──────── Data provided ────────

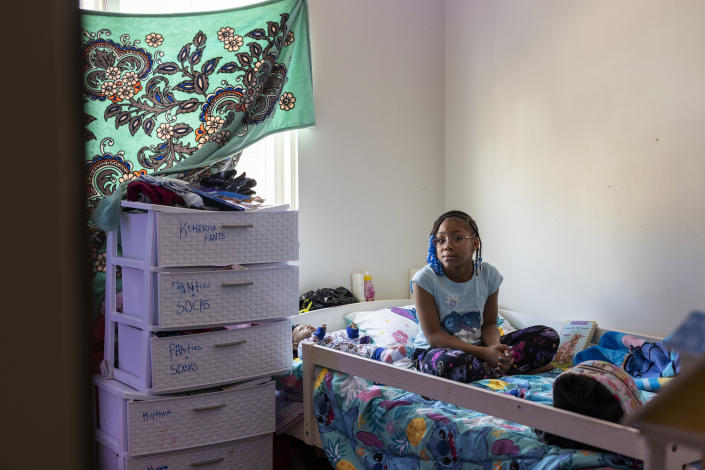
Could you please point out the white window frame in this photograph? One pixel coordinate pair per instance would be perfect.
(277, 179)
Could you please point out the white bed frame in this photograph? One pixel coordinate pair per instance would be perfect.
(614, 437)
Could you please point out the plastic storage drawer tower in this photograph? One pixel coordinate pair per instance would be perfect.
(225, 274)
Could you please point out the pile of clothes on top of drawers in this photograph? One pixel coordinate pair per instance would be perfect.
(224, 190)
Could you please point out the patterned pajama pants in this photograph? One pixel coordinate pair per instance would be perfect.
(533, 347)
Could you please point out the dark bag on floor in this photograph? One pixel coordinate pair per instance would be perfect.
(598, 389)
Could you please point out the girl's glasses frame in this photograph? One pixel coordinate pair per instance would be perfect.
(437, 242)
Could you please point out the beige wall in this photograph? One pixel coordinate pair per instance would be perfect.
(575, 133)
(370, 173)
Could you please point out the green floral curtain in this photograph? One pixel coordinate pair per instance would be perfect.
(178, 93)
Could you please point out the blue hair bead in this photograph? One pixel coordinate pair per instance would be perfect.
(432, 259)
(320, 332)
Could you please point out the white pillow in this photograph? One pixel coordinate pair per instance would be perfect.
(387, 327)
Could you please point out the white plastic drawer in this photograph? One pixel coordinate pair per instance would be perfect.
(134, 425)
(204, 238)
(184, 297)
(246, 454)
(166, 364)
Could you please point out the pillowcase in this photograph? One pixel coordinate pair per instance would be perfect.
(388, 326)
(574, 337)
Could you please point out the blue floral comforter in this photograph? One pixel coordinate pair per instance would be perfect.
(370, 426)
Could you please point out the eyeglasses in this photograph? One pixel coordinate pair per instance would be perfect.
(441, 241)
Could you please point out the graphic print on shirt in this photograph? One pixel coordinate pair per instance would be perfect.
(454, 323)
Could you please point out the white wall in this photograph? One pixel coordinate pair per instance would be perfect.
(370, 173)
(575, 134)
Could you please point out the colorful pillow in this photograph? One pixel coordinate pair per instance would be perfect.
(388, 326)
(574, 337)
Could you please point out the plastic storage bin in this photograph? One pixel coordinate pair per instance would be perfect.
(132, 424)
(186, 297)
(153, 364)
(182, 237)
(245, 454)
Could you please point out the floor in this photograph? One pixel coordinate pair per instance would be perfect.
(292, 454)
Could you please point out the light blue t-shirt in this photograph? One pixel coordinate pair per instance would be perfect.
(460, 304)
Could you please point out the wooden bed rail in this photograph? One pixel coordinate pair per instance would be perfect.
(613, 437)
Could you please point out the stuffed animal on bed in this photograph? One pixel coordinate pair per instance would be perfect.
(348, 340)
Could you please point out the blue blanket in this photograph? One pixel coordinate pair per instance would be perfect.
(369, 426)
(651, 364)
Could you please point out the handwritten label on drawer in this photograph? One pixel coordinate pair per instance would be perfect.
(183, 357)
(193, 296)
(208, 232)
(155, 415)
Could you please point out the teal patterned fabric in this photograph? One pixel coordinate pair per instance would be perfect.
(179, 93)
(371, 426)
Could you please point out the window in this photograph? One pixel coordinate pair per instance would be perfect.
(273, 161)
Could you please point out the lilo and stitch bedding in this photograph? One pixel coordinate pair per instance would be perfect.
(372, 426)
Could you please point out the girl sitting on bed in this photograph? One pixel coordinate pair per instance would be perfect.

────────

→ Aim of the task:
Rewrite the listing above without the pictures, substituting "image" for every "photograph" and leaving all other text unchanged.

→ Response to this task:
Could you please point out the white window frame in this image? One pixel coordinate pair per instance would be perfect.
(277, 179)
Could you please point out the white bed frame in this image? One pixel coordinate pair per instance would be perfect.
(614, 437)
Could you please point out the plastic storage drawer tower in this image? One pixel coordinate pair per instance would be perfect.
(225, 274)
Could you please point out the pile of clothes on top of drawers in this image? One pixel coordinate pair per instance would be perfect.
(224, 190)
Could you please point out the patterned pajama pants in this image? One pixel coordinate pair per instance would be perfect.
(533, 347)
Could you please point out the dark bag on floor in this image? One pixel coordinate pair per instance would be perfect.
(598, 389)
Could you please point out the girl's glasses frame in this image? One pixel coordinate pair per instance would be perfect.
(437, 242)
Could you please point out the beige wall in this image? One pixel coordinate pair per instance would be perfect.
(575, 133)
(370, 173)
Could you please point out the green floral curtain in this image? One pixel coordinate pair per instance would be perfect.
(178, 93)
Could you please point out the blue hair bead in this image? One pixel coordinate pair per instance would be perfect.
(432, 259)
(320, 332)
Could you please point out the white pillow in this image? One pixel coordinate pair per instance would be perfect.
(387, 327)
Could you please point out the white plastic drawer in this image? One pixel coordinate pair per instance would be perfect.
(134, 425)
(204, 238)
(184, 297)
(246, 454)
(166, 364)
Could you please point out the pillowcase in this image? One pixel coordinate pair per instance would be perfect.
(388, 326)
(574, 337)
Could you please point out the blue floral comforter in this image? One pixel coordinate pair per instance would be perfect.
(370, 426)
Could you please point out the eyeglasses in this image? One pixel coordinate pair per instance would be perfect.
(441, 241)
Could you please point out the graphic print on shirt in this image? One pixel coordinate pair per instance would be perfect.
(454, 323)
Could you please point out the white wall in this image? One pixel coordinate pair per instance would be perfect.
(370, 173)
(575, 134)
Could you please point out the colorful pillow in this image? One pixel coordinate pair per instance would be perfect.
(388, 326)
(574, 337)
Could you please point out the plastic storage bin in this image? One pixel coordinate pair per instance would be perfect.
(132, 424)
(186, 297)
(153, 364)
(182, 237)
(245, 454)
Could you please point out the floor in this image? One pixel coordinate pair per instance would be perfect.
(292, 454)
Could you please point out the light blue t-shirt in this image? One pixel coordinate pair per instance would be perfect.
(460, 304)
Could you please point out the wooden bed rail in this image? One pixel coordinate pair per instance would be perfect.
(613, 437)
Could you please point out the stuffed animal on bed in this image? One pixel coordinate pair per instance would be perfect.
(348, 340)
Could you please point out the blue blanket in this image? One pixel coordinate pair per instance would be perfect.
(369, 426)
(651, 364)
Could you please point out the handwritten label on drawer in this image? One pixel coordinate pair per instance would be perfect.
(183, 357)
(193, 296)
(208, 232)
(155, 415)
Could you please point out the teal patterned fabric in this image? One pixel coordinate pair per instance would be perfect.
(179, 93)
(371, 426)
Could you please point out the window in this image? One pixel coordinate pair per instance would be perfect.
(273, 161)
Could you please point out the lilo and stitch bedding in this image? One pixel coordinate pair per instance would be perfect.
(372, 426)
Could you please point out the girl sitting on bed in this image? One pixel coordinate pair per instance would be perfect.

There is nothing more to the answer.